**GIVEN EXERCISE**: Count the lines below that contain the string "beak". Reply with the number alone.
— Start of MATERIAL —
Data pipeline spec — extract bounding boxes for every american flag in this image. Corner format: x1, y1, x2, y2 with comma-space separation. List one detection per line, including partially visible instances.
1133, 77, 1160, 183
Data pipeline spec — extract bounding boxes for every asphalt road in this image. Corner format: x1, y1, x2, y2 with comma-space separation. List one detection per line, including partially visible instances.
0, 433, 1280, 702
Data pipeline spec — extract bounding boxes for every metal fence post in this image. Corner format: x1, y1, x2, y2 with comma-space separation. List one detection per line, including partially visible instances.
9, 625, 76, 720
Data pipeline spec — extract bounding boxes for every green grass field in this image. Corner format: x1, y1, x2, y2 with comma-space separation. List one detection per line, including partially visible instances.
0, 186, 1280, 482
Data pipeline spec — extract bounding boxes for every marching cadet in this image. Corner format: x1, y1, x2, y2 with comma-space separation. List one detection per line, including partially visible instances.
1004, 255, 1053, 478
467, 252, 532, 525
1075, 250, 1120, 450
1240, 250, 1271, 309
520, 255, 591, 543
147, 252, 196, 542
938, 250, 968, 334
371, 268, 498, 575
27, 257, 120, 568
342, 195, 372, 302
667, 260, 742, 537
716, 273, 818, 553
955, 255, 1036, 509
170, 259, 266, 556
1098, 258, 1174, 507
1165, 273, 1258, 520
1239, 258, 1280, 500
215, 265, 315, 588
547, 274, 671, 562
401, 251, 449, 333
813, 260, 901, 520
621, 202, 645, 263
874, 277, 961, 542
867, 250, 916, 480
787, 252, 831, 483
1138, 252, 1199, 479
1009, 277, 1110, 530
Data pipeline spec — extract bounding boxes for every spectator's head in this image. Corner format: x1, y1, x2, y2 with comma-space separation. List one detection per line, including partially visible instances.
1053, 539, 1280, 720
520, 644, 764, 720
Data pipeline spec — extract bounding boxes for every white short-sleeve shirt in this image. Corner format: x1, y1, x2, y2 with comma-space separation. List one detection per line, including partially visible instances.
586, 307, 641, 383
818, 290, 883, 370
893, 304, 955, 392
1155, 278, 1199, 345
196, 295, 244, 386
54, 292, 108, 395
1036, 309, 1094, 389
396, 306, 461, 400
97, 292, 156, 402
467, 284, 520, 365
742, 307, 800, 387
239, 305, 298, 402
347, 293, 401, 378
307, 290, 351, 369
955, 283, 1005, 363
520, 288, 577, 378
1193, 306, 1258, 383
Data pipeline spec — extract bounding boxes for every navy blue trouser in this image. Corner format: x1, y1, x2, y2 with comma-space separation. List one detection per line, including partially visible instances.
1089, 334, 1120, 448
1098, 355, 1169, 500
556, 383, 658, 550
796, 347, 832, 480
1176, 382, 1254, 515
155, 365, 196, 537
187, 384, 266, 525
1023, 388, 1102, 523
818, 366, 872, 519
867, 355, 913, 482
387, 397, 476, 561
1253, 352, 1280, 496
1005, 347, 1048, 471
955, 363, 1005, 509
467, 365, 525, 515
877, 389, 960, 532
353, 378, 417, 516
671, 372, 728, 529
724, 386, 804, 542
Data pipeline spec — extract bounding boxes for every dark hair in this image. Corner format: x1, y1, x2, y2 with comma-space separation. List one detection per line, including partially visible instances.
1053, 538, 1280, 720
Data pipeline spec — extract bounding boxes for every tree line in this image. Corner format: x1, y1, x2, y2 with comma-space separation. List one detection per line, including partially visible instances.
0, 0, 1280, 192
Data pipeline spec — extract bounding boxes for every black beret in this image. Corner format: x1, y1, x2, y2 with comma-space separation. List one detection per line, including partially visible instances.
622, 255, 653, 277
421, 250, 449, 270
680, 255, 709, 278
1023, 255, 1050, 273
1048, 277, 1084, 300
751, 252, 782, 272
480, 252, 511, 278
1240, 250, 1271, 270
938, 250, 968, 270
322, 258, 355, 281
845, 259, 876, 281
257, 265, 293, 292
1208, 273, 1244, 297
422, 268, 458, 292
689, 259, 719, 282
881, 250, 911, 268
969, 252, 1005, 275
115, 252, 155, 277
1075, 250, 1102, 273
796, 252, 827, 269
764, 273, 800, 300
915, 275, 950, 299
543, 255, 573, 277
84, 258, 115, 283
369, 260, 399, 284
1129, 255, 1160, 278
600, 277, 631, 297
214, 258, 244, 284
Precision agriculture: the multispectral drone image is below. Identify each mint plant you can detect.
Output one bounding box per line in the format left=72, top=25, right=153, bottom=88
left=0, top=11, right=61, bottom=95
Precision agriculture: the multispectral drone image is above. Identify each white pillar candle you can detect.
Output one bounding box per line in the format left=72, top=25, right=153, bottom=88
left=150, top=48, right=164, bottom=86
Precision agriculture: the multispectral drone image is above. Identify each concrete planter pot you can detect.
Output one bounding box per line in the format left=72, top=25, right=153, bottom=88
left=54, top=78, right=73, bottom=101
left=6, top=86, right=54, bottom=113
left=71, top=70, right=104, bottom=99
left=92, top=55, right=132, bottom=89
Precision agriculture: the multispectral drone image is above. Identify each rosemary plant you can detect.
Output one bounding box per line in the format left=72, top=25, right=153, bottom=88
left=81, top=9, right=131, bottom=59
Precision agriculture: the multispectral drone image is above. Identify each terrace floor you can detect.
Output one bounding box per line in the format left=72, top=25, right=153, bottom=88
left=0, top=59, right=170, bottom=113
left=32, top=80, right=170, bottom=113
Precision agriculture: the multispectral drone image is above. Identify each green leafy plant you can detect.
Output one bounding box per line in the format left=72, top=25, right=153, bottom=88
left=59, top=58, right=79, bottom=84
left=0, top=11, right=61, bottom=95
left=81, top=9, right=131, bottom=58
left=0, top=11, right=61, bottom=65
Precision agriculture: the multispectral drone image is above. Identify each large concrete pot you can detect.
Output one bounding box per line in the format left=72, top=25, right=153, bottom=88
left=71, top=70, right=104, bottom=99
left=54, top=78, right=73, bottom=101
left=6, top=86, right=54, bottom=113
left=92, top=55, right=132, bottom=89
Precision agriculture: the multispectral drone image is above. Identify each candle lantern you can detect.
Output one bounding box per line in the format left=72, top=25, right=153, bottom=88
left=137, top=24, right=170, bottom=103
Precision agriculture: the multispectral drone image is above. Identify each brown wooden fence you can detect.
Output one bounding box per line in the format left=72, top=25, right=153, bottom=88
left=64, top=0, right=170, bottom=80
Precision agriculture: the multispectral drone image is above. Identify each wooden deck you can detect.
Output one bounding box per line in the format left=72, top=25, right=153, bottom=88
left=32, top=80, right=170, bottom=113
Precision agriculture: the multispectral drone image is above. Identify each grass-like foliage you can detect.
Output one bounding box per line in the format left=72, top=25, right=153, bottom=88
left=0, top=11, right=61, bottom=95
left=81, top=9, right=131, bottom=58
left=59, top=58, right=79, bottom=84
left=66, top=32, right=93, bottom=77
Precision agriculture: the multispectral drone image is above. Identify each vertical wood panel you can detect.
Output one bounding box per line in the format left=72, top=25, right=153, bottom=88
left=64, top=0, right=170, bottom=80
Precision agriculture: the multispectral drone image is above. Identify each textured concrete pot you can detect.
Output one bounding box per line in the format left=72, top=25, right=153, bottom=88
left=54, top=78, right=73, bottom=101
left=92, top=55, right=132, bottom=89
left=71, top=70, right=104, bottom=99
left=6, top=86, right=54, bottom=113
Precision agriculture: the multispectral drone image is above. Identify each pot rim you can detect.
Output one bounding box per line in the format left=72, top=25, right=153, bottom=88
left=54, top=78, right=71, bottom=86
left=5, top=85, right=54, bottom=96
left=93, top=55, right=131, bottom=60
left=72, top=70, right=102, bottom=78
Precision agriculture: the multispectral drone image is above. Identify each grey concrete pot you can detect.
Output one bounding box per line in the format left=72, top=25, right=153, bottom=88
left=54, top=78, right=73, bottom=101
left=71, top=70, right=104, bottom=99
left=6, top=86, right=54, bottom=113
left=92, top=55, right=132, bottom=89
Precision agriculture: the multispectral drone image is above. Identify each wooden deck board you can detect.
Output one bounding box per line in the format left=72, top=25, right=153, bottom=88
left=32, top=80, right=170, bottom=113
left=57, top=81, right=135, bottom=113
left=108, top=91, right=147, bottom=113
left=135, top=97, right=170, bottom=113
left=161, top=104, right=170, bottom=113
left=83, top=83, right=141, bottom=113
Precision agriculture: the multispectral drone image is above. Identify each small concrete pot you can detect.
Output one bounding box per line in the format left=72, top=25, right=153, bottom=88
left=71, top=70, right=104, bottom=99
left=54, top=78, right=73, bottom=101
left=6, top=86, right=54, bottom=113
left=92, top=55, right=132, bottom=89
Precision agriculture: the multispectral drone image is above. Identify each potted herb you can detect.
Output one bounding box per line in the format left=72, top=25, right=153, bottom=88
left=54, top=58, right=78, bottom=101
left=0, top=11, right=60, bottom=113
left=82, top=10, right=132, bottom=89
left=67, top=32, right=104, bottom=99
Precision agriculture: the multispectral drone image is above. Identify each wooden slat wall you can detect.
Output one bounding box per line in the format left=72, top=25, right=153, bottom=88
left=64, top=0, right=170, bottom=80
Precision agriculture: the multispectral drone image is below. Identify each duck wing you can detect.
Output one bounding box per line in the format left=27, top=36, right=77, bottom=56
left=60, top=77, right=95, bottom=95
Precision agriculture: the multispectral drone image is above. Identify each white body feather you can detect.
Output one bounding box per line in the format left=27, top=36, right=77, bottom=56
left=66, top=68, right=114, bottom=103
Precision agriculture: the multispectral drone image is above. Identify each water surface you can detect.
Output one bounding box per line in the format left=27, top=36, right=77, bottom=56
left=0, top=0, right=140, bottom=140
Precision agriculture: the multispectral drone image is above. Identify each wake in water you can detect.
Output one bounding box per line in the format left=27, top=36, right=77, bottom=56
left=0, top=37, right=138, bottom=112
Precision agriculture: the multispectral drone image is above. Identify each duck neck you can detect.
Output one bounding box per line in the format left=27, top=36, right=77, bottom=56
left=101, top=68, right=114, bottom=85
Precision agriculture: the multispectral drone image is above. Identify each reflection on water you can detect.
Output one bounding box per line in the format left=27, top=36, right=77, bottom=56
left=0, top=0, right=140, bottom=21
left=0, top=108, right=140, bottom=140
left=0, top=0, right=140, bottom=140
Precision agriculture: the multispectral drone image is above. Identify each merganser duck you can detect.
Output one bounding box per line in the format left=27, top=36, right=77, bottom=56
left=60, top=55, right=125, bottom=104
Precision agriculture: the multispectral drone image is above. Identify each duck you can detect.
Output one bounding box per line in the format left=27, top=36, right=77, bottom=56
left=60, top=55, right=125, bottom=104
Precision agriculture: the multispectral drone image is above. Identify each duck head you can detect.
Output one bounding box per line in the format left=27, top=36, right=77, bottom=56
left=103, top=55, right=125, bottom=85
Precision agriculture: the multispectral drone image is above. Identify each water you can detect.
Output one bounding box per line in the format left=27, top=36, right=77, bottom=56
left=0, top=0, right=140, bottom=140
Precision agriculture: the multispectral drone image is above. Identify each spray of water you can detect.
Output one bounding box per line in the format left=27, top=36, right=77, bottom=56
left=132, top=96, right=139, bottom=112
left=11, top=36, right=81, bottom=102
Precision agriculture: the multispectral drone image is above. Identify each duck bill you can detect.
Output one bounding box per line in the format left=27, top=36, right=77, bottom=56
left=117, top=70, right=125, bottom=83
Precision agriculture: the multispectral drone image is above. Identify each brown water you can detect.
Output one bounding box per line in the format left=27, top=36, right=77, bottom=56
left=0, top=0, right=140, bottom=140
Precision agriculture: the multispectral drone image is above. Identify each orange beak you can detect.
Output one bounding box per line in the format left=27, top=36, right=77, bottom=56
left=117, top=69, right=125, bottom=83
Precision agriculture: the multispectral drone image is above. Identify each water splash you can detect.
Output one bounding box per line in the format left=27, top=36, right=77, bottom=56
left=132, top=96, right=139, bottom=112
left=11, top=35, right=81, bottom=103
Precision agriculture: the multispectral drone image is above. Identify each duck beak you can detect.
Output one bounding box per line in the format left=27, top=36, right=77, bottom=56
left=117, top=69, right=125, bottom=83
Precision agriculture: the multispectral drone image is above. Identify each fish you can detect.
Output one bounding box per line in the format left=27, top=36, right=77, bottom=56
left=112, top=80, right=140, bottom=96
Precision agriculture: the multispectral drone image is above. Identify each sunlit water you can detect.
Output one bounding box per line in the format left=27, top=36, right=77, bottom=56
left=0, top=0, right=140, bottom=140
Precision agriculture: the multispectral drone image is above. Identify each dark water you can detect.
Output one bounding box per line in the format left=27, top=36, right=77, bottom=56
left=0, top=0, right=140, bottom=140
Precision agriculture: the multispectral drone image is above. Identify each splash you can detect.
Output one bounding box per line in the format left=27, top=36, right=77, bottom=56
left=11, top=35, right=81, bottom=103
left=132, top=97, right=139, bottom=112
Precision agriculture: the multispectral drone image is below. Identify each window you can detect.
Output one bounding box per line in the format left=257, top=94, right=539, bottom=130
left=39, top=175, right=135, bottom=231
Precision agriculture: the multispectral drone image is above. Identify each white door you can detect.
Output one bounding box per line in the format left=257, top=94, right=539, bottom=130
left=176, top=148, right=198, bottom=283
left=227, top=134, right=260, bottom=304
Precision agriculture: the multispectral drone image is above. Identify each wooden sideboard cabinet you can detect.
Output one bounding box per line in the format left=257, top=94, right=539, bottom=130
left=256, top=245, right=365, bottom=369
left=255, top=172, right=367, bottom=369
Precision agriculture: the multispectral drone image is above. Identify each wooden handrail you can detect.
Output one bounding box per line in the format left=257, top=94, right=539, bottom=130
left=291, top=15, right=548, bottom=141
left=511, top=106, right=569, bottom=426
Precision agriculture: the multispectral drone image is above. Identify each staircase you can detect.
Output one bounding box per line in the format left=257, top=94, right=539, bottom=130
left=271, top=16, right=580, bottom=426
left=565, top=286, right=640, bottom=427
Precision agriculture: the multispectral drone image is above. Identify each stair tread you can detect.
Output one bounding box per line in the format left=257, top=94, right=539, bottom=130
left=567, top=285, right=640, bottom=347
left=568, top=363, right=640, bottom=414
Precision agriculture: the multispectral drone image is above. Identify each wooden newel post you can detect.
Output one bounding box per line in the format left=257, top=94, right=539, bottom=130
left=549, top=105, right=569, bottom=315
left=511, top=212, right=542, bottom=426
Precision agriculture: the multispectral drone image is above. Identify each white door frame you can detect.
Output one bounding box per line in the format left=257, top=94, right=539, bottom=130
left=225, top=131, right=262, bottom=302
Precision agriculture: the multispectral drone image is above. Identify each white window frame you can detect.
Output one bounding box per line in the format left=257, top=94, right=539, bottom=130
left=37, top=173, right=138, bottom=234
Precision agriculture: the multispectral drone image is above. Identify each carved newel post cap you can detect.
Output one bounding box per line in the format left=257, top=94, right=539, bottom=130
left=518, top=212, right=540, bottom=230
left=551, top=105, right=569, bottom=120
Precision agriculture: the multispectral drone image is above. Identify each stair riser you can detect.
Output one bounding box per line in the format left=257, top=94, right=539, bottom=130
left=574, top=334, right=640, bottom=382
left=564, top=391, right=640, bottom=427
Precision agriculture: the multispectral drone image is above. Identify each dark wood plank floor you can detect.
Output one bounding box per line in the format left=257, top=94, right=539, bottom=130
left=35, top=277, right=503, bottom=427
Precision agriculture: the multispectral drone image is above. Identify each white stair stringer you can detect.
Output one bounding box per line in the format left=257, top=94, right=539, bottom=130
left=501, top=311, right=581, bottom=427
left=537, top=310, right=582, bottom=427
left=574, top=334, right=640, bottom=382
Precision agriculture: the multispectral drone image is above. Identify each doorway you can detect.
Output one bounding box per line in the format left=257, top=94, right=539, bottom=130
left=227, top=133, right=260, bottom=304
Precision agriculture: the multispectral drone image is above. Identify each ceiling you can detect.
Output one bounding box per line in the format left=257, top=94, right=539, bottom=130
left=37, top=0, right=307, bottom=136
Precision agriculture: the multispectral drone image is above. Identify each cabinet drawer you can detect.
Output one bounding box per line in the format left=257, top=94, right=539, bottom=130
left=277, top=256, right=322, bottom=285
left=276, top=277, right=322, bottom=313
— End of MATERIAL —
**SOLUTION TO THE PROBLEM**: 2